Put all the entries below into a two-column CSV with the headers instruction and output. Give one row per entry, with its text and its answer each in a single quoted field, line breaks turned into spaces, and leave out the pictures.
--- START ITEMS ---
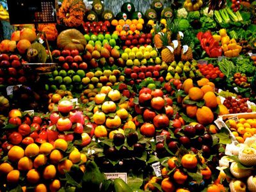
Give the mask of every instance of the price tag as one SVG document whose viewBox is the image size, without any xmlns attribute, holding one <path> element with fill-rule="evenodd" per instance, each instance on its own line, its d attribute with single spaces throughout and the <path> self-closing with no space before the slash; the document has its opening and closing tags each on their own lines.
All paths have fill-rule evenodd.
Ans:
<svg viewBox="0 0 256 192">
<path fill-rule="evenodd" d="M 218 57 L 218 61 L 221 61 L 222 60 L 225 59 L 226 57 L 225 56 L 219 56 Z"/>
<path fill-rule="evenodd" d="M 35 115 L 35 111 L 34 110 L 27 110 L 24 111 L 25 113 L 28 113 L 28 114 L 30 116 L 34 115 Z"/>
<path fill-rule="evenodd" d="M 17 86 L 20 87 L 22 86 L 22 84 L 17 84 Z M 13 93 L 13 85 L 12 86 L 8 86 L 6 87 L 6 92 L 7 92 L 7 95 L 12 95 Z"/>
<path fill-rule="evenodd" d="M 127 182 L 127 173 L 104 173 L 108 179 L 113 180 L 115 179 L 122 179 L 125 182 Z"/>
<path fill-rule="evenodd" d="M 164 135 L 159 135 L 156 137 L 156 143 L 162 142 L 164 141 Z"/>
<path fill-rule="evenodd" d="M 160 162 L 157 162 L 157 163 L 153 163 L 152 164 L 152 166 L 153 167 L 153 170 L 156 173 L 156 177 L 160 177 L 162 175 L 162 173 L 161 173 Z"/>
</svg>

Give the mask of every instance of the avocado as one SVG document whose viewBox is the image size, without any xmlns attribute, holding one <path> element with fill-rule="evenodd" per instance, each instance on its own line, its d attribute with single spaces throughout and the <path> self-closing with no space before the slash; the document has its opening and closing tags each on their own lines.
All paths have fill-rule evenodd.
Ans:
<svg viewBox="0 0 256 192">
<path fill-rule="evenodd" d="M 126 19 L 128 19 L 128 15 L 125 12 L 119 12 L 116 15 L 116 20 L 124 19 L 124 20 L 126 20 Z"/>
<path fill-rule="evenodd" d="M 147 20 L 156 20 L 157 19 L 157 14 L 155 10 L 148 9 L 145 13 L 145 17 Z"/>
<path fill-rule="evenodd" d="M 154 0 L 150 4 L 150 8 L 155 10 L 157 15 L 160 15 L 161 12 L 163 11 L 163 5 L 160 0 Z"/>
<path fill-rule="evenodd" d="M 131 2 L 125 3 L 121 6 L 121 12 L 127 14 L 131 14 L 135 12 L 135 6 Z"/>
<path fill-rule="evenodd" d="M 104 5 L 101 3 L 101 0 L 93 0 L 92 6 L 92 10 L 96 13 L 99 17 L 100 17 L 104 10 Z"/>
<path fill-rule="evenodd" d="M 101 19 L 102 20 L 111 21 L 115 19 L 115 15 L 111 10 L 105 10 L 101 15 Z"/>
<path fill-rule="evenodd" d="M 131 19 L 144 19 L 144 14 L 141 12 L 135 12 L 132 14 Z"/>
<path fill-rule="evenodd" d="M 173 16 L 173 11 L 170 7 L 166 7 L 161 13 L 161 17 L 162 19 L 170 19 Z"/>
<path fill-rule="evenodd" d="M 93 11 L 89 11 L 85 13 L 84 15 L 84 20 L 89 21 L 89 22 L 93 22 L 93 21 L 98 21 L 98 16 L 97 15 L 96 13 Z"/>
</svg>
--- END ITEMS ---
◆ **EXERCISE RESULT**
instruction,output
"Give the mask of every instance of the price tag as one SVG document whose viewBox is the image size, without any xmlns attribute, holding one <path> element with fill-rule=""evenodd"" per instance, each instance on its own line, its d attribute with single spaces throughout and the <path> self-closing with no space before the slash; the document has its opening and closing tags each on their own lines. All paths have fill-rule evenodd. Ans:","<svg viewBox=""0 0 256 192""> <path fill-rule=""evenodd"" d=""M 218 57 L 218 61 L 221 61 L 222 60 L 225 59 L 226 57 L 225 56 L 219 56 Z""/> <path fill-rule=""evenodd"" d=""M 35 115 L 35 111 L 34 110 L 27 110 L 24 111 L 25 113 L 28 113 L 28 114 L 30 116 L 34 115 Z""/> <path fill-rule=""evenodd"" d=""M 17 86 L 20 87 L 22 86 L 22 84 L 17 84 Z M 13 93 L 13 85 L 12 86 L 8 86 L 6 87 L 6 92 L 7 92 L 7 95 L 12 95 Z""/> <path fill-rule=""evenodd"" d=""M 127 182 L 127 173 L 104 173 L 108 179 L 113 180 L 115 179 L 122 179 L 125 182 Z""/> <path fill-rule=""evenodd"" d=""M 164 135 L 159 135 L 156 137 L 156 143 L 162 142 L 164 141 Z""/> <path fill-rule=""evenodd"" d=""M 160 162 L 157 162 L 157 163 L 153 163 L 152 164 L 152 166 L 153 167 L 153 170 L 156 173 L 156 177 L 160 177 L 162 175 L 162 173 L 161 173 Z""/> </svg>"
"Give the mask of every instance of the avocado as one SVG document whose viewBox is the image size, without any xmlns attribute, holding one <path> element with fill-rule=""evenodd"" per instance, each instance on its own line, its d attribute with single spaces throughout and the <path> self-closing with no space before the slash; the document has its opening and closing tags each on their own lines. All paths have fill-rule evenodd. Ans:","<svg viewBox=""0 0 256 192""> <path fill-rule=""evenodd"" d=""M 126 19 L 128 19 L 128 15 L 125 12 L 119 12 L 116 15 L 116 20 L 124 19 L 124 20 L 126 20 Z""/> <path fill-rule=""evenodd"" d=""M 147 20 L 156 20 L 157 19 L 157 14 L 155 10 L 148 9 L 145 13 L 145 17 Z""/> <path fill-rule=""evenodd"" d=""M 154 0 L 150 4 L 150 8 L 155 10 L 157 15 L 160 15 L 161 12 L 163 11 L 163 5 L 160 0 Z""/> <path fill-rule=""evenodd"" d=""M 131 2 L 125 3 L 121 6 L 121 12 L 127 14 L 131 14 L 135 12 L 135 6 Z""/> <path fill-rule=""evenodd"" d=""M 104 5 L 101 3 L 101 0 L 93 0 L 92 6 L 92 10 L 96 13 L 99 17 L 100 17 L 104 10 Z""/> <path fill-rule=""evenodd"" d=""M 101 19 L 102 20 L 111 21 L 115 19 L 115 15 L 111 10 L 105 10 L 101 15 Z""/> <path fill-rule=""evenodd"" d=""M 131 19 L 144 19 L 144 14 L 141 12 L 135 12 L 132 14 Z""/> <path fill-rule=""evenodd"" d=""M 173 16 L 173 11 L 170 7 L 166 7 L 161 13 L 161 17 L 162 19 L 170 19 Z""/> <path fill-rule=""evenodd"" d=""M 93 11 L 89 11 L 85 13 L 84 15 L 84 20 L 89 21 L 89 22 L 93 22 L 93 21 L 98 21 L 98 16 L 97 15 L 96 13 Z""/> </svg>"